DIRECTIONS FOR THIS TASK -
Please return every line in the following data that includes the string "wire".
___
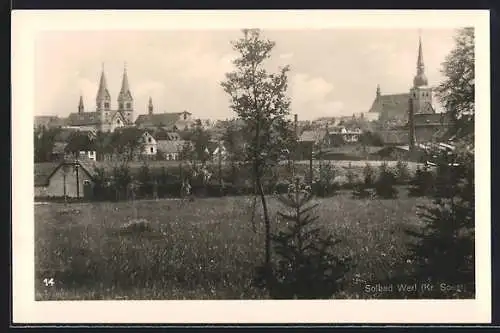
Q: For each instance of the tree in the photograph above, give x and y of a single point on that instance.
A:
(260, 101)
(456, 92)
(44, 140)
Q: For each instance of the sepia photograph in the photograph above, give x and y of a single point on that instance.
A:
(261, 163)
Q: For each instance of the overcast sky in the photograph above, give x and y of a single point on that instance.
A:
(333, 72)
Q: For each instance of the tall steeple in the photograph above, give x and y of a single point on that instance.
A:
(150, 106)
(103, 99)
(80, 105)
(125, 96)
(420, 79)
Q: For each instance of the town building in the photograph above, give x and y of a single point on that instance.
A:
(177, 121)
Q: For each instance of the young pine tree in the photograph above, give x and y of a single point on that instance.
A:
(305, 265)
(384, 186)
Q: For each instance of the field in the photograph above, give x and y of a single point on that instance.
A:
(204, 249)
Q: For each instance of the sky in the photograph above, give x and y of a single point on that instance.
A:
(334, 72)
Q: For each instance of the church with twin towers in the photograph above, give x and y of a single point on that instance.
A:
(106, 117)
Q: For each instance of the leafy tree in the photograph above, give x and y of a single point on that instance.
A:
(200, 139)
(456, 92)
(306, 266)
(260, 101)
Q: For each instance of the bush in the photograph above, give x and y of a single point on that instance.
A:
(444, 248)
(402, 172)
(305, 266)
(422, 184)
(384, 186)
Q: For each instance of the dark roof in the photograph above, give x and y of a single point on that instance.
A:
(313, 135)
(48, 121)
(396, 137)
(158, 119)
(164, 135)
(44, 171)
(64, 134)
(59, 148)
(170, 146)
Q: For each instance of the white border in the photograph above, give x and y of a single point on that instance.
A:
(26, 25)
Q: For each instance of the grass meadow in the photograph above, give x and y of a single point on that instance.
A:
(205, 249)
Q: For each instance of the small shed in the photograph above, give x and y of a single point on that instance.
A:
(70, 179)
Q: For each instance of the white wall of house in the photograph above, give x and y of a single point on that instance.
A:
(150, 145)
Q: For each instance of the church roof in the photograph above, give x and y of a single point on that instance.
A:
(158, 119)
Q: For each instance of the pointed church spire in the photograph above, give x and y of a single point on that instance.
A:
(125, 96)
(420, 79)
(103, 95)
(80, 105)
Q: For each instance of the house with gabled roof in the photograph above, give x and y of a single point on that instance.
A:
(69, 178)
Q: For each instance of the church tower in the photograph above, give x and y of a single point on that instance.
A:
(125, 100)
(150, 106)
(103, 99)
(80, 105)
(421, 93)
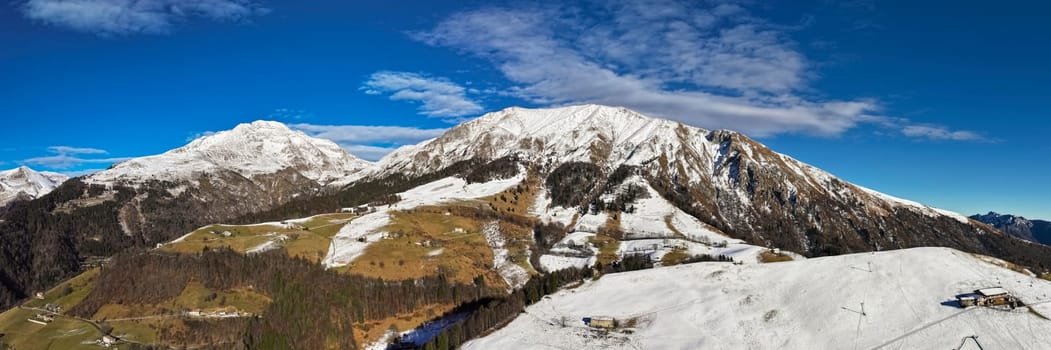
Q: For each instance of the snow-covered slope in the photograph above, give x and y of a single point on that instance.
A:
(25, 183)
(724, 179)
(891, 300)
(351, 241)
(250, 149)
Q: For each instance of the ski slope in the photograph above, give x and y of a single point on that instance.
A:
(811, 304)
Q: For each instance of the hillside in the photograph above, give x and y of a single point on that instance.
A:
(145, 201)
(23, 183)
(908, 299)
(1034, 230)
(733, 184)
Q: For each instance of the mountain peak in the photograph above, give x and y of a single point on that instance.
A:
(249, 149)
(24, 182)
(603, 135)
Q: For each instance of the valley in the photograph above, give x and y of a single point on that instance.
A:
(610, 213)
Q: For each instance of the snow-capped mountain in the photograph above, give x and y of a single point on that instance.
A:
(723, 178)
(144, 201)
(892, 300)
(1035, 230)
(26, 184)
(251, 149)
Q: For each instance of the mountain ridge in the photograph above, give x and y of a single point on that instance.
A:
(1034, 230)
(24, 183)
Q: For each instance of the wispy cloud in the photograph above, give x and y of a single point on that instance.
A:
(942, 134)
(715, 66)
(66, 157)
(194, 136)
(367, 152)
(76, 173)
(437, 97)
(125, 17)
(369, 142)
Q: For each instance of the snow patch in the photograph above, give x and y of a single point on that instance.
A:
(812, 304)
(513, 274)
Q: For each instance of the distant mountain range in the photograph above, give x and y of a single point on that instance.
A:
(23, 183)
(594, 169)
(1035, 230)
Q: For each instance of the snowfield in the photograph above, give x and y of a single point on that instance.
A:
(890, 300)
(514, 275)
(348, 244)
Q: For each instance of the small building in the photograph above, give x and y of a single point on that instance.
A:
(53, 308)
(106, 341)
(600, 322)
(988, 296)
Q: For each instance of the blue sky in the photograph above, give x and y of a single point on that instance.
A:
(943, 103)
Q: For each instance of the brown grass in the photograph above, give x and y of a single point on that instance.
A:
(406, 255)
(81, 286)
(606, 248)
(372, 330)
(769, 256)
(675, 256)
(311, 243)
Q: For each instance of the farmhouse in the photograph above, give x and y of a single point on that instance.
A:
(600, 322)
(989, 296)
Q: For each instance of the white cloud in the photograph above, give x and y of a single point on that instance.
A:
(76, 173)
(367, 152)
(715, 66)
(368, 142)
(941, 134)
(66, 157)
(75, 150)
(124, 17)
(438, 97)
(367, 134)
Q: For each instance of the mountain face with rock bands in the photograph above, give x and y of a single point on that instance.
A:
(1033, 230)
(149, 200)
(722, 178)
(585, 159)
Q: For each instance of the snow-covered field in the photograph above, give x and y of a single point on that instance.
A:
(890, 300)
(513, 274)
(348, 242)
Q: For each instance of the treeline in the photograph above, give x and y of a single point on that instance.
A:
(41, 243)
(500, 168)
(501, 311)
(571, 184)
(359, 192)
(311, 308)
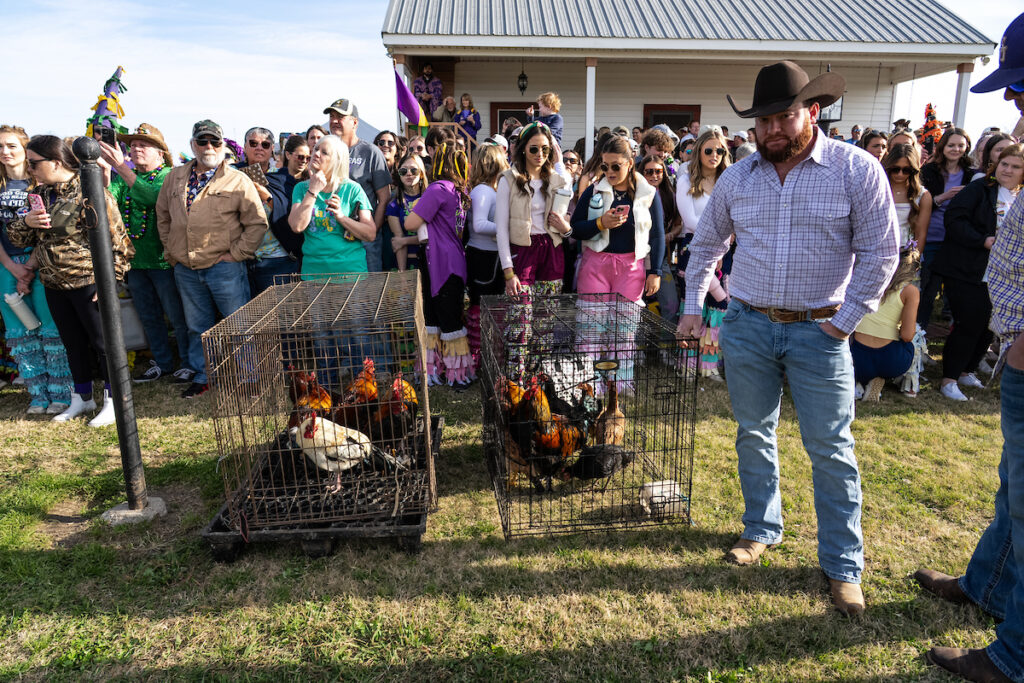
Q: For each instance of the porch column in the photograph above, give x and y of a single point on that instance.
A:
(963, 87)
(588, 134)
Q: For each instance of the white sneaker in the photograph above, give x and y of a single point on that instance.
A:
(105, 416)
(56, 408)
(971, 380)
(77, 408)
(951, 391)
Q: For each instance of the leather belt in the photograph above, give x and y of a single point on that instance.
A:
(785, 315)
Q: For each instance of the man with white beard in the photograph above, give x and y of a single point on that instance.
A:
(211, 221)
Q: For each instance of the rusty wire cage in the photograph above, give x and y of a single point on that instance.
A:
(321, 409)
(589, 411)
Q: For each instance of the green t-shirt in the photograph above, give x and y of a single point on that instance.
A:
(328, 246)
(140, 202)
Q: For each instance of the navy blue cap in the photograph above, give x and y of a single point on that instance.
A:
(1011, 70)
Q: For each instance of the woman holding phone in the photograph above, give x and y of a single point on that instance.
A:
(333, 212)
(39, 353)
(60, 245)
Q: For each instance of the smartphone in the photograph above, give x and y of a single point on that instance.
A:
(36, 203)
(108, 135)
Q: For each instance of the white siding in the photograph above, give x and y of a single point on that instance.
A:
(624, 88)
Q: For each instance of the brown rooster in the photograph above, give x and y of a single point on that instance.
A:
(555, 438)
(609, 427)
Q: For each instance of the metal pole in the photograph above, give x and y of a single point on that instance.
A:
(94, 201)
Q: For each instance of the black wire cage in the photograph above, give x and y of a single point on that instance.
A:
(589, 411)
(322, 413)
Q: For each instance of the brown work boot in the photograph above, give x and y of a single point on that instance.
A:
(848, 598)
(972, 665)
(745, 552)
(942, 585)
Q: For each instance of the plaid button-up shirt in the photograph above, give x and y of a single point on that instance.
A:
(828, 236)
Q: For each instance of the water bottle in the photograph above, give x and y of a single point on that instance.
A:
(16, 303)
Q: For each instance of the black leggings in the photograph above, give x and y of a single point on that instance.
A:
(443, 310)
(970, 337)
(77, 317)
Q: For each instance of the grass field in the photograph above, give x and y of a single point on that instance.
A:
(84, 601)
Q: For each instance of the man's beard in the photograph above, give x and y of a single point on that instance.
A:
(795, 146)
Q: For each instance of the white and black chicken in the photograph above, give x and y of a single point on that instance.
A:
(333, 447)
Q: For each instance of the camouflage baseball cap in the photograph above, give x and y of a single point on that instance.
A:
(343, 108)
(207, 127)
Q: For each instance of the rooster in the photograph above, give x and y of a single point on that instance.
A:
(353, 409)
(554, 437)
(598, 462)
(333, 447)
(609, 427)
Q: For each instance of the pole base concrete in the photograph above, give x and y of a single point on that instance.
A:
(122, 514)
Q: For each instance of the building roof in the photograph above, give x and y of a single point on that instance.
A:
(730, 23)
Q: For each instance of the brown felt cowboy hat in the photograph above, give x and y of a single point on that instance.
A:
(151, 134)
(779, 85)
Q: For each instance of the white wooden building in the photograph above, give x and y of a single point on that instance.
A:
(638, 62)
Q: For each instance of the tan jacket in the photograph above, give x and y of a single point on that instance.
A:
(520, 217)
(225, 217)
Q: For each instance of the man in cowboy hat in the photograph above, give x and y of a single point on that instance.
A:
(817, 240)
(994, 577)
(151, 280)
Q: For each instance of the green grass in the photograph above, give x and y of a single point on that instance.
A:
(84, 601)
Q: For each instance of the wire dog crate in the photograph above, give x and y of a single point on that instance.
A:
(589, 411)
(321, 411)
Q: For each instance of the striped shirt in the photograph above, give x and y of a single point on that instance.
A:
(829, 236)
(1006, 272)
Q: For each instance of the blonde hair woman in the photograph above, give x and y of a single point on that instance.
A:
(334, 213)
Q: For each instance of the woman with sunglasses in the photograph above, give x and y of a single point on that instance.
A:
(410, 181)
(60, 246)
(388, 144)
(39, 353)
(946, 174)
(654, 172)
(972, 220)
(913, 203)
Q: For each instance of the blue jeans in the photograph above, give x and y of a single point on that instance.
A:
(819, 371)
(224, 288)
(993, 577)
(262, 272)
(156, 295)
___
SOLUTION FOR THIS EXERCISE -
Q: For each instance of the rusty wire cage in the photograph above, give x and y of a single point on that instance.
Q: For each instance of the black wire cage in the photograph above, give x and y of a single point on that instance.
Q: For each instance of the wire dog crate in the photograph above, give x and y of a single point on that instance.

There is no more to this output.